» INSTRUCTIONS FOR THE TASK: Return word for word everything below from the row containing "Test: the pointer marks one pixel per instance of the fish" down to the last row, including both of those rows.

» GIVEN ENTRIES:

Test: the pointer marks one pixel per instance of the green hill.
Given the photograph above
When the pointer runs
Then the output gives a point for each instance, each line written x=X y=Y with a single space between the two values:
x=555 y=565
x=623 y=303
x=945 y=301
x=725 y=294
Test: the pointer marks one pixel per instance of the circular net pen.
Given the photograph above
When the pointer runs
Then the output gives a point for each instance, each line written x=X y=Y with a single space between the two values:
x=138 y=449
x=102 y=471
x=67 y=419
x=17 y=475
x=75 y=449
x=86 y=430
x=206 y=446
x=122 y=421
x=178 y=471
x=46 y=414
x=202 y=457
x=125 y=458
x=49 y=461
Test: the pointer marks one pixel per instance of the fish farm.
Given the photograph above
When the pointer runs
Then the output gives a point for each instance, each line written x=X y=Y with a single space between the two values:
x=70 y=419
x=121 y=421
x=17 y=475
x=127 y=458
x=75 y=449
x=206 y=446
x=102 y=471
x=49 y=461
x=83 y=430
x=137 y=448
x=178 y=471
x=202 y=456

» SOLUTION TO THE PROBLEM:
Test: the pointer marks one pixel per instance of the fish farm.
Given the photograph above
When the pointer runs
Then the output gives a point for each instance, each line written x=X y=Y with a single space between the two values:
x=70 y=419
x=121 y=421
x=17 y=475
x=127 y=458
x=75 y=449
x=206 y=446
x=102 y=471
x=49 y=461
x=83 y=430
x=137 y=448
x=178 y=471
x=202 y=456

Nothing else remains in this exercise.